**GIVEN INSTRUCTION**
Pull out every line of the listing below that contains the string "leaf", treating uppercase and lowercase as different.

#####

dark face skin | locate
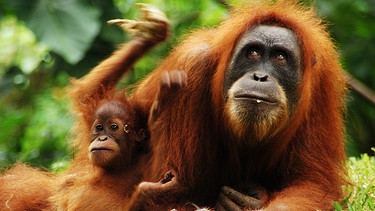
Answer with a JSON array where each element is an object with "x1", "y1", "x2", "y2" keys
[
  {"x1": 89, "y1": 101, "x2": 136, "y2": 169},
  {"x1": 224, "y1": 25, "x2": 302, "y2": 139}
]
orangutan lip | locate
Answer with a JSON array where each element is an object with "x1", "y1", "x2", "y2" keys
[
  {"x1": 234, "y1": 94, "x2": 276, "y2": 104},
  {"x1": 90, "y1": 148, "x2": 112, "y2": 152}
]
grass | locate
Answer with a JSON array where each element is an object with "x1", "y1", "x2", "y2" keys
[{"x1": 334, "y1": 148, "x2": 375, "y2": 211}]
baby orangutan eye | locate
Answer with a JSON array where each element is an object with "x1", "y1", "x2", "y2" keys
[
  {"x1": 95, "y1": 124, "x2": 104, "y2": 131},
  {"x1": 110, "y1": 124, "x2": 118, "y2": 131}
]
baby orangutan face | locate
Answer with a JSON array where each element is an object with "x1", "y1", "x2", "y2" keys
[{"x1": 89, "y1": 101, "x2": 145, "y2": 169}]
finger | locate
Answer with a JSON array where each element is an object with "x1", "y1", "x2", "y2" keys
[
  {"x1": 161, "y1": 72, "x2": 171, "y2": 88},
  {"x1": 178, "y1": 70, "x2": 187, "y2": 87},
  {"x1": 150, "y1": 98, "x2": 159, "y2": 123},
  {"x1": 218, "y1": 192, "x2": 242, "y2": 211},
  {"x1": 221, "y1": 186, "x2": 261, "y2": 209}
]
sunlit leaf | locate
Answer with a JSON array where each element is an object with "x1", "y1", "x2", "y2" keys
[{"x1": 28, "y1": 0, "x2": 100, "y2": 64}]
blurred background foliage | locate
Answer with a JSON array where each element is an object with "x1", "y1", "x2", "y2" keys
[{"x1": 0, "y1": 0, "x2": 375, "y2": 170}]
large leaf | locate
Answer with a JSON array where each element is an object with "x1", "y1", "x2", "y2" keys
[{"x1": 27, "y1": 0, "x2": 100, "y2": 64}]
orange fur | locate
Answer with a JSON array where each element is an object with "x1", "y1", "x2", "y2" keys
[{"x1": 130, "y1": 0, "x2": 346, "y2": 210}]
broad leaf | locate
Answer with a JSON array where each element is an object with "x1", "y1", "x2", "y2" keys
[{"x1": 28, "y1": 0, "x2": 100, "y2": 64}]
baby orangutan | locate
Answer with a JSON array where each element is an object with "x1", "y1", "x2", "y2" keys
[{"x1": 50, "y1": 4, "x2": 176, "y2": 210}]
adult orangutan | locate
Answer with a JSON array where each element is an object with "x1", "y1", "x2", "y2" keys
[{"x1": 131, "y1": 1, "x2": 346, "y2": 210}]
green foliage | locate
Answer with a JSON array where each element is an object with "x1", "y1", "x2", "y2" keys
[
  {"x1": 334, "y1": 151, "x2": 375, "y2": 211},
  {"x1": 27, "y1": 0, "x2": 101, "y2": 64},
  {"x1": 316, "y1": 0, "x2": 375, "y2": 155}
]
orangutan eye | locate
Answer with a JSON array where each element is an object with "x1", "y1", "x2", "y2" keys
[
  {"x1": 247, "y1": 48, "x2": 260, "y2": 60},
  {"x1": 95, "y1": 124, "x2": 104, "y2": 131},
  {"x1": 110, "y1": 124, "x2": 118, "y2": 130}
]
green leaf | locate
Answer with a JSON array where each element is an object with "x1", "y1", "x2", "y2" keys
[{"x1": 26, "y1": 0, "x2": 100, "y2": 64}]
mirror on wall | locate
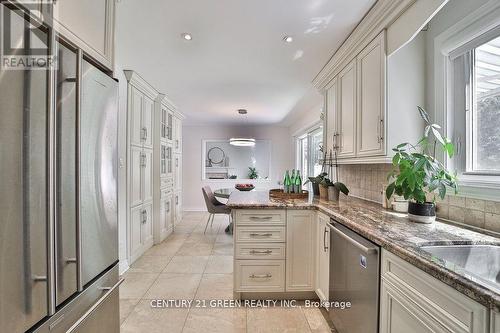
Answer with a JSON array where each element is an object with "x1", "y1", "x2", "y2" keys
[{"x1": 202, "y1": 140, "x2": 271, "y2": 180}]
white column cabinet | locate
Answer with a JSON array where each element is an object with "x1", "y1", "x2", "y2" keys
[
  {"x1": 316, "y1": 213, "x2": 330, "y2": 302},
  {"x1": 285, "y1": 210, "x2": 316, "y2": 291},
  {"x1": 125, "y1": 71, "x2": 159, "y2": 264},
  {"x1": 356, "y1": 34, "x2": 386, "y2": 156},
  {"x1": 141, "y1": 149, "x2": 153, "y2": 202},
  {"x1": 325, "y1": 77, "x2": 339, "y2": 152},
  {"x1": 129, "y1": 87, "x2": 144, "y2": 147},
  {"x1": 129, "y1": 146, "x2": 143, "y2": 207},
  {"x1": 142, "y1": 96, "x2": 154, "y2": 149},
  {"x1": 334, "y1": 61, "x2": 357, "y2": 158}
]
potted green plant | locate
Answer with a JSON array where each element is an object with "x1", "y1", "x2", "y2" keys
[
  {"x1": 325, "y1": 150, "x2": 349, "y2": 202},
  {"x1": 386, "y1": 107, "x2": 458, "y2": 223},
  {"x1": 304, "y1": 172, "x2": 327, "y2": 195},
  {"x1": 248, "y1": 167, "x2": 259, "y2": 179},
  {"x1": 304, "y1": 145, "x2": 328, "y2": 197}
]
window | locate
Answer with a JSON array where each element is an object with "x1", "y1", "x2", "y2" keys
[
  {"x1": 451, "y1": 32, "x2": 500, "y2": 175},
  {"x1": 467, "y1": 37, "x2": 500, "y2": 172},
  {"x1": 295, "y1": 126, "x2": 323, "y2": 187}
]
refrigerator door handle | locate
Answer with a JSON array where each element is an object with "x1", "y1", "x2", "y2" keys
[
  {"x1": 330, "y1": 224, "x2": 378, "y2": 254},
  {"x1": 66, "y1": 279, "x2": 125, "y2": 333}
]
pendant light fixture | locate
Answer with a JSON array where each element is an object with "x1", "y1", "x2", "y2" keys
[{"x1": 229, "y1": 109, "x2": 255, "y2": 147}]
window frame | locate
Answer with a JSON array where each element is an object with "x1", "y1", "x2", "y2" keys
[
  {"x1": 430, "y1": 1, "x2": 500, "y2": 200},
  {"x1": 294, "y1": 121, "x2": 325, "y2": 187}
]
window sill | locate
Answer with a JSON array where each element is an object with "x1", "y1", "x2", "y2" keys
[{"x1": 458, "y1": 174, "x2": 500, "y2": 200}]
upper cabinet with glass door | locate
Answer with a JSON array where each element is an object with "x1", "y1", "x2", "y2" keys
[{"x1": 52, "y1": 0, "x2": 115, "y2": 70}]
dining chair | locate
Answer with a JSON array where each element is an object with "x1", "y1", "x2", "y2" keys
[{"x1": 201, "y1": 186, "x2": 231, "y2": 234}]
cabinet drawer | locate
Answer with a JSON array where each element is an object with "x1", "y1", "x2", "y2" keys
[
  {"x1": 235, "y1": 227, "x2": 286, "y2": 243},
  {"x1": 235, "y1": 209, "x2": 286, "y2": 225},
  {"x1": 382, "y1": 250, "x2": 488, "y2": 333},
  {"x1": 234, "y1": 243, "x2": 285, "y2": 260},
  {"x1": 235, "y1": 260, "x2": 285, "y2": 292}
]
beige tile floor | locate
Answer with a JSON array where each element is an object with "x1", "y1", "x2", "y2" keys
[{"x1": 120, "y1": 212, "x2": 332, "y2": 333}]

#####

**RESULT OF THE EXERCISE**
sunlit leaf | locate
large leaf | locate
broad leaf | locate
green leaf | locate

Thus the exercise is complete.